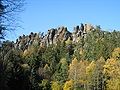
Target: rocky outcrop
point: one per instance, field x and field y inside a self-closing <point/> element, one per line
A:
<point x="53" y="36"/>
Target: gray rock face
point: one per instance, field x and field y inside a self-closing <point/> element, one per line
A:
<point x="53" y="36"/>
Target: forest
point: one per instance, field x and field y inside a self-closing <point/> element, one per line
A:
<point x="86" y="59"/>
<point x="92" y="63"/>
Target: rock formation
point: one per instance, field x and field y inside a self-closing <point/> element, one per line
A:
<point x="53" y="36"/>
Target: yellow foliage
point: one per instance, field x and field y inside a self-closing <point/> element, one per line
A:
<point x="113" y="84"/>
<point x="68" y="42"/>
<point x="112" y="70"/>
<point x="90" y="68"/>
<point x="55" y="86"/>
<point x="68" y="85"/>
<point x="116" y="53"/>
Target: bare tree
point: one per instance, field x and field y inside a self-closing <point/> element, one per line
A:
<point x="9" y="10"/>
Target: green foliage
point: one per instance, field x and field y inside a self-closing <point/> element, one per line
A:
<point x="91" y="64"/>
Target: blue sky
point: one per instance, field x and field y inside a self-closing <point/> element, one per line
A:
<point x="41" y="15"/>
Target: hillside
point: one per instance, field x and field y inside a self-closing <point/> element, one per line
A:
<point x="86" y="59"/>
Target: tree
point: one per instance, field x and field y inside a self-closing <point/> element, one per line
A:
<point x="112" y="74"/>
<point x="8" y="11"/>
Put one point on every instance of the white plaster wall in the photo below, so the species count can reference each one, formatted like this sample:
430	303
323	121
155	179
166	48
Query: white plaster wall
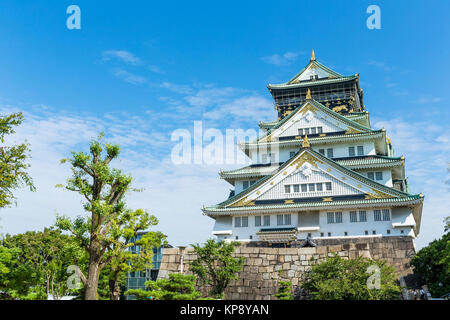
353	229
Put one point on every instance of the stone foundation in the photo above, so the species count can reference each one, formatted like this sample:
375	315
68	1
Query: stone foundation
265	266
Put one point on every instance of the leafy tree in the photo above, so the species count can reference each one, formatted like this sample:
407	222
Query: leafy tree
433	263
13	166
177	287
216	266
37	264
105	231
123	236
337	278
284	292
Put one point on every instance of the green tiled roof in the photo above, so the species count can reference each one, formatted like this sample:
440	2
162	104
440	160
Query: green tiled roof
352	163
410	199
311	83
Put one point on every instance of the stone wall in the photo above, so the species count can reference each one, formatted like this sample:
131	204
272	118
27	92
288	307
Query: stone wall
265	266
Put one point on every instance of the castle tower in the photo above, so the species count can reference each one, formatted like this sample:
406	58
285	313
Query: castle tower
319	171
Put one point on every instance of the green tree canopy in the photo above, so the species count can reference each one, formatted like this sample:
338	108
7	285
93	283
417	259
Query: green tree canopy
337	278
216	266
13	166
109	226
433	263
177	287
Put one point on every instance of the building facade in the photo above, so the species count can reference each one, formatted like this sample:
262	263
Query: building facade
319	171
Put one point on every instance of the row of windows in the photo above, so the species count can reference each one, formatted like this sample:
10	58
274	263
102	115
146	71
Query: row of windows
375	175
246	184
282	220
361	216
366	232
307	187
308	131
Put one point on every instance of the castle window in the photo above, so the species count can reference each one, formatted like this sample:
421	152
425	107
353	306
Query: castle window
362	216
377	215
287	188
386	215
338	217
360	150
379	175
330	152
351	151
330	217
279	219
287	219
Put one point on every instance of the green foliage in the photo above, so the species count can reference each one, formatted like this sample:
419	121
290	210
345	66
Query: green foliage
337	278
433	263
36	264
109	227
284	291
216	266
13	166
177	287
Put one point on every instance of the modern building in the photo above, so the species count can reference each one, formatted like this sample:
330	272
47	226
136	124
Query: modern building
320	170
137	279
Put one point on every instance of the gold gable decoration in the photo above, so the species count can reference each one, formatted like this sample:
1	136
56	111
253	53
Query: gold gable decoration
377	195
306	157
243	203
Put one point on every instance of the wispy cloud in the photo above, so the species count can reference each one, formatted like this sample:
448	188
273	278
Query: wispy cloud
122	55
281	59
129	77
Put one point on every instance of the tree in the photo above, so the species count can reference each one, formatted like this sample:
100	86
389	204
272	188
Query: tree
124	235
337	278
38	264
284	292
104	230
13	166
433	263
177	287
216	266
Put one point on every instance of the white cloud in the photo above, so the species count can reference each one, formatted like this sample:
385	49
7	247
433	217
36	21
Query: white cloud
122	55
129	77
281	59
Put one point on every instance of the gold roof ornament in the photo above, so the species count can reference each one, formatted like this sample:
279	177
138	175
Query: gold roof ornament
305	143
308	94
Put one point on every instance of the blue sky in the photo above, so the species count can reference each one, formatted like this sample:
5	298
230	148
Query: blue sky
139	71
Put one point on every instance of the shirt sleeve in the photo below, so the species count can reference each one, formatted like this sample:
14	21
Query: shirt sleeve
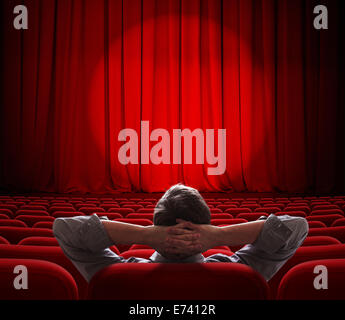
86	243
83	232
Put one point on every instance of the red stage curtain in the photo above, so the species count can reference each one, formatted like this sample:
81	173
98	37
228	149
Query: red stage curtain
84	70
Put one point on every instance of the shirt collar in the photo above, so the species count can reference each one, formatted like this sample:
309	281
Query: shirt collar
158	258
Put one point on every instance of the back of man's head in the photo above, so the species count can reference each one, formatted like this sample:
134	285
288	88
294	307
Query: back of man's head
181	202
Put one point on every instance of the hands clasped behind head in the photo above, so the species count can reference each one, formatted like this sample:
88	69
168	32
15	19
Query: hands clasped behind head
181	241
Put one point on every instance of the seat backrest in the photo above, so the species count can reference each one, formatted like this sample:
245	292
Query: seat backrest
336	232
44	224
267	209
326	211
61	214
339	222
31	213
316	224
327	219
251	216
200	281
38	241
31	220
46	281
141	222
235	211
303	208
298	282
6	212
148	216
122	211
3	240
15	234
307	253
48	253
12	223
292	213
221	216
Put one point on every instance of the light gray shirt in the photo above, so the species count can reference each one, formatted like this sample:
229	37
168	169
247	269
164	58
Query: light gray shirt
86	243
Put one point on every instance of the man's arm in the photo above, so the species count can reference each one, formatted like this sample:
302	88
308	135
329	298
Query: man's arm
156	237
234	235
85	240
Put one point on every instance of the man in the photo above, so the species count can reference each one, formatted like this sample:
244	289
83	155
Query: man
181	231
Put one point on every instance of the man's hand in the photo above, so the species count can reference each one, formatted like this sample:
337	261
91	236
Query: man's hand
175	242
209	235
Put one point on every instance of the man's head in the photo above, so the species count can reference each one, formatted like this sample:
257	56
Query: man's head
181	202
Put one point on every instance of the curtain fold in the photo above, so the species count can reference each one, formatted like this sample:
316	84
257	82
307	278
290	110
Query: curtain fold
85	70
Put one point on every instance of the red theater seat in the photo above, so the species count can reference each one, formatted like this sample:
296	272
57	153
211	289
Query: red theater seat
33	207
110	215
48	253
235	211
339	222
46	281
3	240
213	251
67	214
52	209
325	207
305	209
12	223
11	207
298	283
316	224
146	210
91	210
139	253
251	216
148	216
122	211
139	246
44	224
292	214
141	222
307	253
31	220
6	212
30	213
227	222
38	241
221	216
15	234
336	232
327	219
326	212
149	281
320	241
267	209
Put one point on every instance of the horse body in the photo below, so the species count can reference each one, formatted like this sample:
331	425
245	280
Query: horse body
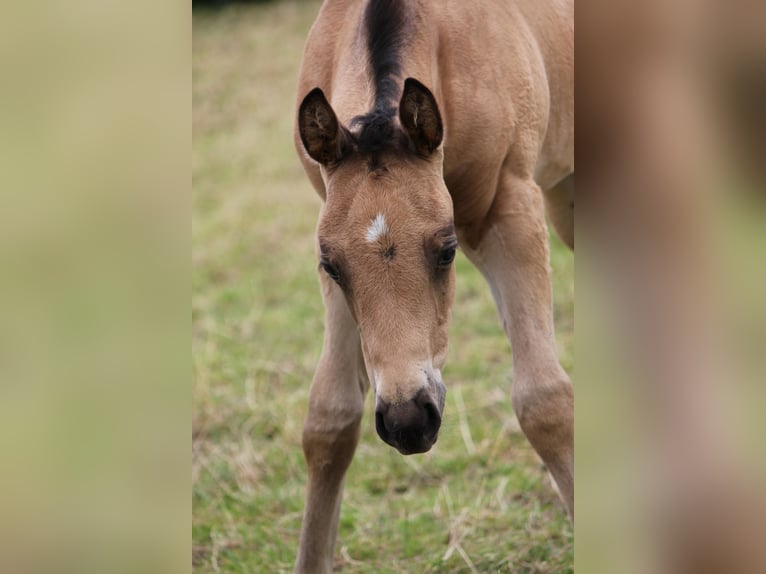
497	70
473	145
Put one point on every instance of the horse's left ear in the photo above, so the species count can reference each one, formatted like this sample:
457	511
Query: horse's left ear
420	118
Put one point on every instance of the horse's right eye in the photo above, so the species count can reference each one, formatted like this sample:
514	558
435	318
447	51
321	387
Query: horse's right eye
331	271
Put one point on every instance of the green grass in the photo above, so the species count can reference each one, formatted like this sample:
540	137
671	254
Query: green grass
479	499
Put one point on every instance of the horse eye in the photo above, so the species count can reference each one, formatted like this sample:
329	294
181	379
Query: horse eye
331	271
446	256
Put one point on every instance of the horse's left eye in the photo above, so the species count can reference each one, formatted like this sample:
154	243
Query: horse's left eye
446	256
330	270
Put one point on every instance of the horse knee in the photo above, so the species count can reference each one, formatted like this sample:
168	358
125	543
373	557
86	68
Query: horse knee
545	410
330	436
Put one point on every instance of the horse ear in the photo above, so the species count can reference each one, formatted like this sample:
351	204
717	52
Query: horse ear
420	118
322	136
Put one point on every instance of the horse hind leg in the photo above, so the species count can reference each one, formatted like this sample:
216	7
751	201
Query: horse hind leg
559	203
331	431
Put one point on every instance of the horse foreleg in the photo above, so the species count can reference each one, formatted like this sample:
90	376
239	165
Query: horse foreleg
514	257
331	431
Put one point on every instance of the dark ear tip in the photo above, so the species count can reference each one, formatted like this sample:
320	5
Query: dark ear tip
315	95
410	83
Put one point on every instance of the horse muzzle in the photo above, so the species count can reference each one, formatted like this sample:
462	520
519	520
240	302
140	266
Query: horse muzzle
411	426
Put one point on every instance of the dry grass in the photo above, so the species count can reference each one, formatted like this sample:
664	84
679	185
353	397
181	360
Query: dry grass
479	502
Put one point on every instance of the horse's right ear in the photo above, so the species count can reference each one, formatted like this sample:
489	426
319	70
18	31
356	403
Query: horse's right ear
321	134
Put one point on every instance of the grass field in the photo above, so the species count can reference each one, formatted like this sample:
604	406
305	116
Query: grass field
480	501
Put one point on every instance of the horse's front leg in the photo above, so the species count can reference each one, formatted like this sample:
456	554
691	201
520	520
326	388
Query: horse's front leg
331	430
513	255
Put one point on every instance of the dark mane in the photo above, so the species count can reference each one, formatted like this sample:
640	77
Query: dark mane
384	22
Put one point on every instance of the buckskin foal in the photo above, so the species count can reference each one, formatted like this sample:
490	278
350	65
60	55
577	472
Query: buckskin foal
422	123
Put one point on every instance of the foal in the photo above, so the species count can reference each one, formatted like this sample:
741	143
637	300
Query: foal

Instructions for the task
Everything above from the line containing "Target: blue sky" down to the line containing "Target: tree" should be copied exactly, both end lines included, and nothing else.

Solution to this exercise
Target: blue sky
point: one per instance, field x and field y inside a self-closing <point/> element, one per line
A:
<point x="41" y="15"/>
Target: hillside
point: one per instance, field x and field y inside a self-closing <point/> element, one per line
A:
<point x="86" y="59"/>
Target: tree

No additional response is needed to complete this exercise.